## Provided passage
------------------------------------------------

Narendra Modi’s epic win in the Lok Sabha elections 2014 is now set to change the face of Indian politics. Even as NaMo gets ready to lead a 15-member delegation today and meet the President, staking claim to the coveted PM chair (he is expected to be sworn in by May 26), Indian stock markets extend their rally in anticipation of a robust financial future.
Bull Run?
India’s benchmark stock market index, the S&P BSE Sensex, traded at near record levels and closed at 24,363.05 points on Monday and at 24,377 points on Tuesday. On the election results day, Sensex soared to a new intra-day high of 25375.63 points. Market watchers predict that the Indian stocks could as much as double within the next 5 years.
While the long term predictions are strong, a near-future dip or correction cannot be ruled out, experts believe. While it is clear that no overnight miracles can be expected from the new government and that poignant economic reforms are likely to take years to impact the economy, it looks like India is at that stage of development where the confidence of domestic investors is high, and the leaders are determined to take the country to a new level altogether. The stock markets are likely to remain healthy, and the weak earnings on US bonds keep emerging-market bonds such as India’s, attractive for investors.

------------------------------------------------

## Your tasks
1. Answer these from the article on the stock market rally:
(a) How many members are in the delegation NaMo is set to lead to meet the President?
(b) At what level did the Sensex close on Tuesday?
(c) What keeps emerging-market bonds such as India's attractive for investors?
2. Edit the article on the stock market rally: reproduce the stretch from "Narendra Modi’s epic" through "next 5 years." with "delegation" replaced by "team".
The records that come next have no connection to the article on the stock market rally.

## Items stored from a collection
------------------------------------------------

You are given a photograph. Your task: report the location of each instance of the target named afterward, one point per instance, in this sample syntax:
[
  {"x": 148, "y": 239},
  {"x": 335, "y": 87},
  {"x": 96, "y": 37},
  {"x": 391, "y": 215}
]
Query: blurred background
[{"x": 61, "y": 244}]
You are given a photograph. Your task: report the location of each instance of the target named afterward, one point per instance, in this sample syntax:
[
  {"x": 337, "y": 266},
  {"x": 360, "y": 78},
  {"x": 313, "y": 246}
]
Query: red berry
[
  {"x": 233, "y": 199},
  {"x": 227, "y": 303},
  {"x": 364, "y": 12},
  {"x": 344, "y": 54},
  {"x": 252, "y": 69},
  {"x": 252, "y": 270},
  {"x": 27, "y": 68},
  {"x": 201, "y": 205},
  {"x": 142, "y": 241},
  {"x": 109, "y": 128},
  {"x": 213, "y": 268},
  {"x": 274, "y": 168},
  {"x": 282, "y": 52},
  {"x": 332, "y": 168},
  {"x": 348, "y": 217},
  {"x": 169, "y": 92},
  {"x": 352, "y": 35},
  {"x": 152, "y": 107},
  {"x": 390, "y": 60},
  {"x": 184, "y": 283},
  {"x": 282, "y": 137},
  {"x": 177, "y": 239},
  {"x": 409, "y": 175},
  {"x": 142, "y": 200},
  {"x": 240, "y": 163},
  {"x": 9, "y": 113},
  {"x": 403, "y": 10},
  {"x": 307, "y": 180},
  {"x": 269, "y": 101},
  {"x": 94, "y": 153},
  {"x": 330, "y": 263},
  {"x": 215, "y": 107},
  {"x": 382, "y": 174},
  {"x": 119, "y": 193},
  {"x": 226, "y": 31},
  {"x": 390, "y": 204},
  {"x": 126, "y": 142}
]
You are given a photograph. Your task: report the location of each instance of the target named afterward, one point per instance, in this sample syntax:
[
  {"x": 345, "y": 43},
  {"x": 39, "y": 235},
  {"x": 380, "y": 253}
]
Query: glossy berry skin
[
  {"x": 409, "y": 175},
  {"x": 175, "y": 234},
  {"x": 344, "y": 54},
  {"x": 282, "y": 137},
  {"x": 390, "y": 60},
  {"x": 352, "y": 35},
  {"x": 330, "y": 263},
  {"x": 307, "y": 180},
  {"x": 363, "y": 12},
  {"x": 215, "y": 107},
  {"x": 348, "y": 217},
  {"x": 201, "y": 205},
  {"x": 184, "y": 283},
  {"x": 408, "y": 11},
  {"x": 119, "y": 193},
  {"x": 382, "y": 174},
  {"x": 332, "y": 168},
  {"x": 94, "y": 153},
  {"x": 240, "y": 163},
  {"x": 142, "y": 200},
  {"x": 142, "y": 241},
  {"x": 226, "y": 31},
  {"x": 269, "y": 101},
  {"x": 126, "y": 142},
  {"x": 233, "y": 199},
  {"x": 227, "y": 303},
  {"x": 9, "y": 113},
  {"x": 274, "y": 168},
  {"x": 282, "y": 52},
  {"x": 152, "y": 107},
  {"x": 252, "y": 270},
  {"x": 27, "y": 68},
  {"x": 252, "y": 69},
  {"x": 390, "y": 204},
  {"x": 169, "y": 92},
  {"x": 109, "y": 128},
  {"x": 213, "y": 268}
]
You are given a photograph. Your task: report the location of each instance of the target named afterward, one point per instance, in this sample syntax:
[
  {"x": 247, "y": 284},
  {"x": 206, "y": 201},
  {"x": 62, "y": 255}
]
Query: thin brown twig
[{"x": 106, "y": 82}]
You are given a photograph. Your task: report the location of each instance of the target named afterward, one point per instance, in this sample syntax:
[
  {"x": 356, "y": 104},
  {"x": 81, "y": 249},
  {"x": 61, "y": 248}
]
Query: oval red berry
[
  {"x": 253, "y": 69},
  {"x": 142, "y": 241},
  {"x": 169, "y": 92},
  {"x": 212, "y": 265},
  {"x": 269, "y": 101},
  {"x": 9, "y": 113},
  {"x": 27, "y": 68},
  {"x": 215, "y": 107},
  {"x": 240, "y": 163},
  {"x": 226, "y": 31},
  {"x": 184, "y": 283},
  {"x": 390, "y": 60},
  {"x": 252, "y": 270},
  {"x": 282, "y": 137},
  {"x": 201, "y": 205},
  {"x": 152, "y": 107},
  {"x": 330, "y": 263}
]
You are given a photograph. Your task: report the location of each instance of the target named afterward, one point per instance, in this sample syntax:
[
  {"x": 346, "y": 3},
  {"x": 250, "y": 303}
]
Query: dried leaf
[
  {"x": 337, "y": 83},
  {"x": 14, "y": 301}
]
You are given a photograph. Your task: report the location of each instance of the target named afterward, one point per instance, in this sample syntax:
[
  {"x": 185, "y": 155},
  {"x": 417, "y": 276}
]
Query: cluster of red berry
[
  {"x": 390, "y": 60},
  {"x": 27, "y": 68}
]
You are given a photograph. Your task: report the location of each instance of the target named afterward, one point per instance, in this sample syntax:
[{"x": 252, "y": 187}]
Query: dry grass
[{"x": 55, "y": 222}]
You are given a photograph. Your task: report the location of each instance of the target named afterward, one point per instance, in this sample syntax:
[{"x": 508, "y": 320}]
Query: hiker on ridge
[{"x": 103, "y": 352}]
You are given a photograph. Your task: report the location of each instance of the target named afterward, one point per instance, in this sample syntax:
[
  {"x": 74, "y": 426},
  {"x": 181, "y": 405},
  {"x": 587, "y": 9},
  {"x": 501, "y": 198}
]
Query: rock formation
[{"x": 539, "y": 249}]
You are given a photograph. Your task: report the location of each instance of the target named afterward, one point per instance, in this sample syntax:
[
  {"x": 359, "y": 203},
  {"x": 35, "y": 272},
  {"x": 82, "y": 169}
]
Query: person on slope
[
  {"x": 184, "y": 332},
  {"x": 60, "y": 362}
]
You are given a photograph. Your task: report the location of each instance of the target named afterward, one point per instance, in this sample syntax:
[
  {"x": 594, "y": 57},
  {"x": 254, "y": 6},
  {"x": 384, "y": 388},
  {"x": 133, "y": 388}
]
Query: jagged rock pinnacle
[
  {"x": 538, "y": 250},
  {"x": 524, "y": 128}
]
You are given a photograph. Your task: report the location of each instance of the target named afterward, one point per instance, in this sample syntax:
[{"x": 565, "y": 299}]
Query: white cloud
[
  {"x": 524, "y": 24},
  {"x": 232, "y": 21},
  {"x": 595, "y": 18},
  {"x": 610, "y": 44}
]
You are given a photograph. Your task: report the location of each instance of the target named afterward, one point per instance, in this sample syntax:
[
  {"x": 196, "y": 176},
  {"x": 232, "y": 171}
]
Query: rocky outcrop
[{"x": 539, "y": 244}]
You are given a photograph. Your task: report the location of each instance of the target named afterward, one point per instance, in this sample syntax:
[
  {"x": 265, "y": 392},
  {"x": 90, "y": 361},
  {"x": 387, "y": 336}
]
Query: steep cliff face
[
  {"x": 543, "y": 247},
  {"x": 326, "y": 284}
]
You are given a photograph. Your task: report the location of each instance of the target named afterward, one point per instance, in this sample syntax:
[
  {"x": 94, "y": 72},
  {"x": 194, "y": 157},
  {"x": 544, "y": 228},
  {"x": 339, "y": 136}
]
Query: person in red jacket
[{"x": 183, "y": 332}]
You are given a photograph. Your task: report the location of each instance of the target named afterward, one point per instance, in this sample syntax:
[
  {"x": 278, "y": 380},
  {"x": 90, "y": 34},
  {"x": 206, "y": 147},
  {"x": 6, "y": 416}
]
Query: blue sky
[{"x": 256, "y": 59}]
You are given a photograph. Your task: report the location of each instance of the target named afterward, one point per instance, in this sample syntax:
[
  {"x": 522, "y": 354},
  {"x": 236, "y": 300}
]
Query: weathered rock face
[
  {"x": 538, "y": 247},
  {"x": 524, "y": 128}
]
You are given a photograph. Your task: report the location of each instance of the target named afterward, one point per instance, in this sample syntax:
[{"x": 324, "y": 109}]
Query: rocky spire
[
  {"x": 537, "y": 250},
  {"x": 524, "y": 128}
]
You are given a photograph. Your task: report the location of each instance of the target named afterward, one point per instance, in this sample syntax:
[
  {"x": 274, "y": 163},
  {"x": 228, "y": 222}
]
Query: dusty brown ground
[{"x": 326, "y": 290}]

------------------------------------------------

## Solution set
1.
(a) 15 members.
(b) 24,377 points.
(c) The weak earnings on US bonds.

2.
Narendra Modi’s epic win in the Lok Sabha elections 2014 is now set to change the face of Indian politics. Even as NaMo gets ready to lead a 15-member team today and meet the President, staking claim to the coveted PM chair (he is expected to be sworn in by May 26), Indian stock markets extend their rally in anticipation of a robust financial future.
Bull Run?
India’s benchmark stock market index, the S&P BSE Sensex, traded at near record levels and closed at 24,363.05 points on Monday and at 24,377 points on Tuesday. On the election results day, Sensex soared to a new intra-day high of 25375.63 points. Market watchers predict that the Indian stocks could as much as double within the next 5 years.